**What to work on:**
Will you transcribe all the entries word for word, skipping the pictures they hold?

**Exercise data:**
════════════════════

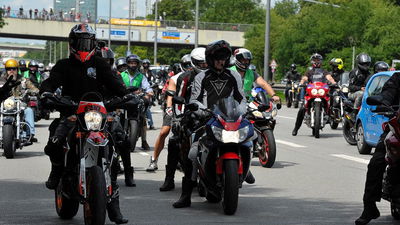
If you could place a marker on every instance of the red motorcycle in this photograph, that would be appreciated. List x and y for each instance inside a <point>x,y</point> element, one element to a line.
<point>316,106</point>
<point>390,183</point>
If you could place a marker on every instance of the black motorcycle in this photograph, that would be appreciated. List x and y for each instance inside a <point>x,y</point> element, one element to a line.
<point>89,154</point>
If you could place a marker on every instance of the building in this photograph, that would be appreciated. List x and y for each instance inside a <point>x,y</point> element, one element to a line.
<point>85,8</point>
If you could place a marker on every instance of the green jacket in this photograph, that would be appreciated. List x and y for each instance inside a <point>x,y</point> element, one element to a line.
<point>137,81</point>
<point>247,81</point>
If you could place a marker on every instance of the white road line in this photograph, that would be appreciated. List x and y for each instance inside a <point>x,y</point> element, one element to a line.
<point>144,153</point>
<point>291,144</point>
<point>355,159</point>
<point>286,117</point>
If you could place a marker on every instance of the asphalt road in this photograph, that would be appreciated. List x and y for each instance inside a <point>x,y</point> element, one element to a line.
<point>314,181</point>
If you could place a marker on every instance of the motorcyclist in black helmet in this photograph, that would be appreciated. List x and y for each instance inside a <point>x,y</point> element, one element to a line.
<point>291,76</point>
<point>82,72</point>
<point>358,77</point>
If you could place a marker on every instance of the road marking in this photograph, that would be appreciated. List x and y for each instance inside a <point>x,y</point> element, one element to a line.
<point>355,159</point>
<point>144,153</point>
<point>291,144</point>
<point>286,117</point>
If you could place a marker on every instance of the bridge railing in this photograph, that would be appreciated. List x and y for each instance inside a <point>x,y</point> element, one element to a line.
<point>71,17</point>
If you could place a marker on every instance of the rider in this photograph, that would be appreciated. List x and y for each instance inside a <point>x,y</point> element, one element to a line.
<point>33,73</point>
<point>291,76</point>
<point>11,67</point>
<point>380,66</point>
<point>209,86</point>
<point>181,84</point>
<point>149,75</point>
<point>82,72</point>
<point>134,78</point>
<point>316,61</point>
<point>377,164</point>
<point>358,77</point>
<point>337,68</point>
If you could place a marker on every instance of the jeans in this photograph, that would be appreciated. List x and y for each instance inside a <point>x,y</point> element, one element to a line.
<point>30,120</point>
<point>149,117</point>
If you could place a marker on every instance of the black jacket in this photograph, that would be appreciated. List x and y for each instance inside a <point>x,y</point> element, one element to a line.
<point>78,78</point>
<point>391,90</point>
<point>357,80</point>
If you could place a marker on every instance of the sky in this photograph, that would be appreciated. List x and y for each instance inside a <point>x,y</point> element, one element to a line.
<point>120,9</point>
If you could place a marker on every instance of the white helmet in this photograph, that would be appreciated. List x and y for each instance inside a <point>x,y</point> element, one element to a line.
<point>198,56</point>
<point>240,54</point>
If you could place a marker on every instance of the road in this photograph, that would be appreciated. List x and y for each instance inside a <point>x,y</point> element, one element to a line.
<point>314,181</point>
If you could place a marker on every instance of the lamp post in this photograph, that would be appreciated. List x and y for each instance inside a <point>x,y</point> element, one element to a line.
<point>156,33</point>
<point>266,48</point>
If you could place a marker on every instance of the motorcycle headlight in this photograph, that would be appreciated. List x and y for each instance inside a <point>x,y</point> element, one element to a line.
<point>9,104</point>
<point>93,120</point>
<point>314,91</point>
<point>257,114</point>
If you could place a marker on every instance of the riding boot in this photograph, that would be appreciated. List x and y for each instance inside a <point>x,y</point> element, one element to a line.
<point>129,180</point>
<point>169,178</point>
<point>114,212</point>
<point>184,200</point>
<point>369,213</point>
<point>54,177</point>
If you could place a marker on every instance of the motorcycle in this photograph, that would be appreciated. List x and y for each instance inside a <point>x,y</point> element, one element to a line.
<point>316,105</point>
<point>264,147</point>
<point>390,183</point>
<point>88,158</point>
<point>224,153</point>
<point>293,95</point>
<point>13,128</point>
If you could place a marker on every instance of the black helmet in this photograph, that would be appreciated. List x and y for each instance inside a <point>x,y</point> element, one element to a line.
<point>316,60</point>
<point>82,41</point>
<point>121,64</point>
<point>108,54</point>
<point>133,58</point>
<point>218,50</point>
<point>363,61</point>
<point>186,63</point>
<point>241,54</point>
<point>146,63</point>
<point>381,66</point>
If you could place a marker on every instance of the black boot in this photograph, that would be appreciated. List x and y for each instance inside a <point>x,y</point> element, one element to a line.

════════════════════

**Expected output:**
If you could place a marker on every instance of the red motorcycle in this photograph, that would be appreciated. List x and y for each instance inside a <point>x,y</point> element, one element to a line.
<point>316,106</point>
<point>390,183</point>
If you could place a marker on every instance of the black motorcycle in this photograph, that would be appreciated. List x and y for each instance inside a <point>x,y</point> element, one element to a line.
<point>89,154</point>
If you could place a marker on every instance of the building in this photograph, that would be appreciated. List x and y for each instance inside a <point>x,y</point> element, one element to a line.
<point>85,8</point>
If you could place a marker on every instance of the green jacket in this photograph, that would be appreciated. List x and y for each instance inside a <point>x,y</point> element, one element to a line.
<point>137,81</point>
<point>247,81</point>
If you could place a marker on every instance of the white road line in this photograph, that would be appreciated. List x and y for each instance inside a <point>x,y</point> element, one element to a line.
<point>144,153</point>
<point>291,144</point>
<point>355,159</point>
<point>286,117</point>
If you could place a marker on every instance of the asphalt road in this photograph, that would be appreciated. List x and y for each instance inside a <point>x,y</point> element, one element to a line.
<point>314,181</point>
If you could place a marker on every instance of the motorcyclist in black helmet in this photograph, that would be appreciated. List x and y for each instance inside a <point>x,y</point> element, one element to a line.
<point>291,76</point>
<point>82,72</point>
<point>358,77</point>
If you could place a marker on every instance of the road marking in this photograph, that would be appreciated. List x and y for each instance inside a <point>x,y</point> element, one element to a line.
<point>355,159</point>
<point>144,153</point>
<point>291,144</point>
<point>286,117</point>
If you could place a marker on every instance of the bridge railing in this photograph, that would be appreciated. List x and y for each instance inside a <point>x,y</point> element, one element to a line.
<point>71,17</point>
If you could place a marker on every instance of the rider in this photograph, that would be appreciated. List x and y for each instance inside a <point>x,y</point> element, one element to a line.
<point>33,73</point>
<point>291,76</point>
<point>11,67</point>
<point>380,66</point>
<point>209,86</point>
<point>181,84</point>
<point>149,75</point>
<point>82,72</point>
<point>134,78</point>
<point>316,61</point>
<point>377,164</point>
<point>358,77</point>
<point>337,68</point>
If you could place a marker on every instance of the jeans in this photograph, that would be appreciated. List x and y for each instance inside a <point>x,y</point> element, one element to a line.
<point>30,120</point>
<point>149,117</point>
If you could place a marker on every instance of the black jacket in this photograph, that would be appreciated. List x and y for each instance inside a <point>x,y</point> element, one element to a line.
<point>78,78</point>
<point>391,90</point>
<point>357,80</point>
If you could place a marker on every instance of the sky in this photograph, that would be appreciated. List x and y for each instance inside a <point>x,y</point> element, one element to a line.
<point>120,9</point>
If you could place a marker on every instance of the white helmet in this photograph, that would be appreciated. List x and y for each instance inside a <point>x,y</point> element, one element to a line.
<point>198,56</point>
<point>240,54</point>
If you could place a marker on every instance of the road in this photograph, that would be appreciated. List x and y for each instance inside a <point>x,y</point> element, one element to a line.
<point>314,181</point>
If you could place a marker on every instance of the lamp post in this photograph, that would be appreciated. List x and y for each instance inside a <point>x,y</point> element, one element to a line.
<point>156,33</point>
<point>266,48</point>
If you could place a marker on every instance of the motorcycle headlight in this photograph, that would be appreciated. List x and y for each instance inside a <point>x,y</point> element, one element to a line.
<point>9,104</point>
<point>93,120</point>
<point>314,91</point>
<point>257,114</point>
If you could place a marker on every instance of the riding boot in this photograph, that would be appreciated. List x and y for each instance inside a <point>x,y</point> element, one element to a line.
<point>129,180</point>
<point>169,178</point>
<point>114,212</point>
<point>184,200</point>
<point>369,213</point>
<point>54,177</point>
If you could place a marker on every instance of the motorcycle in this photograph, that would be appreciated. List x and y for each instance inside a <point>x,y</point> element, one element to a line.
<point>316,105</point>
<point>264,147</point>
<point>390,183</point>
<point>88,158</point>
<point>224,153</point>
<point>293,95</point>
<point>13,128</point>
If you could place a marker on every instance of the black helmet in this photograph, that would be appreciated. List x and y for each instance inside a <point>x,y</point> element, one element to a line.
<point>316,60</point>
<point>82,41</point>
<point>121,64</point>
<point>108,54</point>
<point>133,58</point>
<point>218,50</point>
<point>363,61</point>
<point>186,63</point>
<point>241,54</point>
<point>146,63</point>
<point>381,66</point>
If you could place a marker on every instance of the black boot in this photograph, that would be appreciated. List x and y for each instance inside a <point>x,y</point> element, one element to a line.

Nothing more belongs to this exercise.